> [What to produce] Reproduce the records word for word, with nothing left out.
== Task input
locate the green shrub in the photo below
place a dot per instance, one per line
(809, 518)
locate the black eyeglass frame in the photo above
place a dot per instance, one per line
====
> [Response below]
locate the green shrub in the photo below
place a dot per instance, one per line
(809, 518)
locate the black eyeglass frame in the photo above
place a dot per instance, one per line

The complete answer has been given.